Written problem:
Pull out every line of the listing below that contains the string "arranged".

Data for the task:
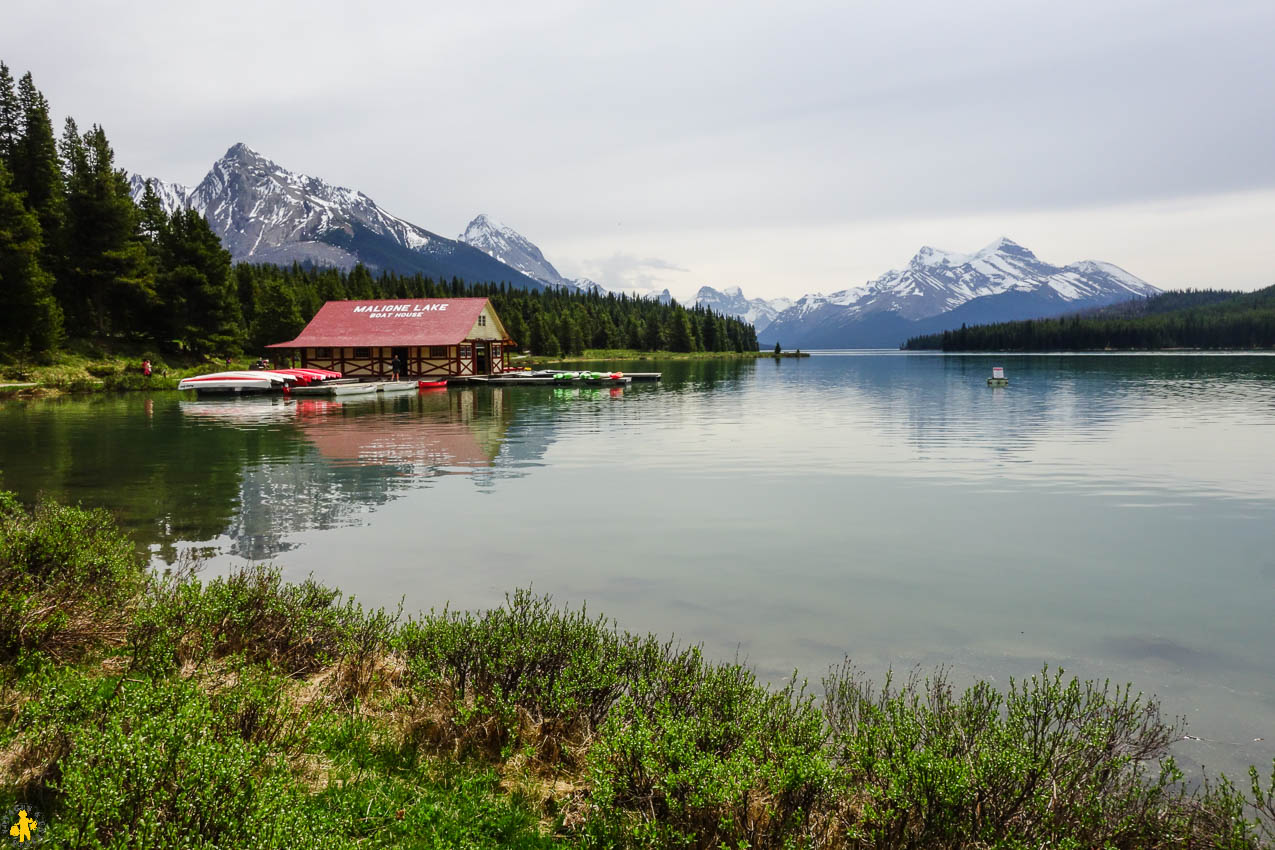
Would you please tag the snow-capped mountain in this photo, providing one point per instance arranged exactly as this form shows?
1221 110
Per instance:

...

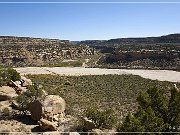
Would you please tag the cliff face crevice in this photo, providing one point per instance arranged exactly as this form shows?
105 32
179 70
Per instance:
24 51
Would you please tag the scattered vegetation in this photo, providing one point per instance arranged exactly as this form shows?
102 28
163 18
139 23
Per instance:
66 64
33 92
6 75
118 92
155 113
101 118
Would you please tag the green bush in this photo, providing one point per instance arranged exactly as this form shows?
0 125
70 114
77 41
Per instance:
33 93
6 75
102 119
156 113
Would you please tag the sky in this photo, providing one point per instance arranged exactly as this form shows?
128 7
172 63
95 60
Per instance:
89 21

==

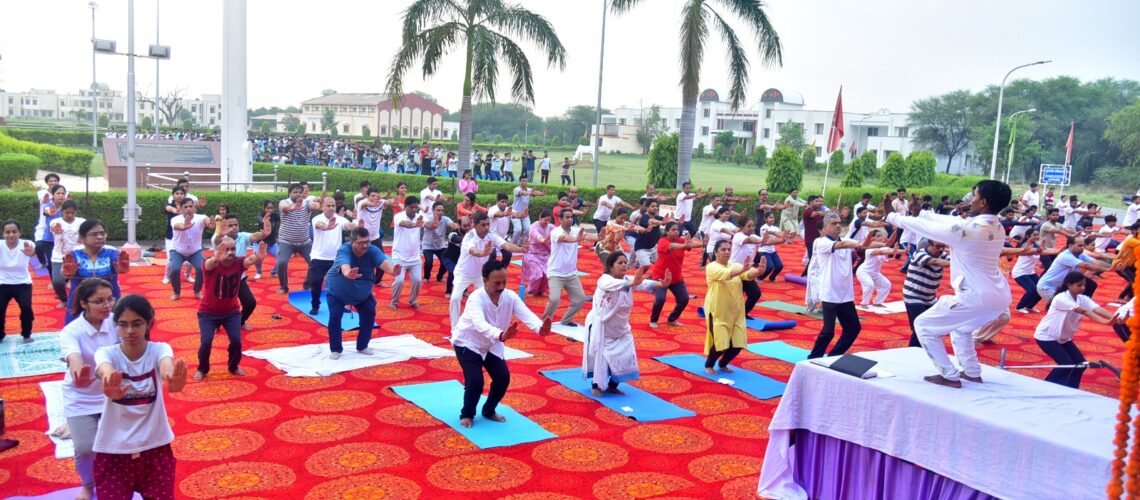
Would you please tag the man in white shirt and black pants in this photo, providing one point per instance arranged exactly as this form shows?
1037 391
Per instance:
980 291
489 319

Written solution:
Would you please tag the snow-capped mountain in this photo, providing one point per instance arranged exactly as this form shows?
Would you please tag the cliff face crevice in this photo, providing one point per instance arranged exactly as this form shows?
Would you please tag the scattered vegetation in this photo, providing one point per instance arranged exactly as this form shows?
Would you please tag the green bush in this photo, providing one point per instance arranged exactly as this form shows?
Would you please tag the sky in this photo, providing one point per instance arranged exactly as this form shows?
Would you please tag the man in white shirt and black pants in this photo, providing one point per instance arranged exactly as this form shows?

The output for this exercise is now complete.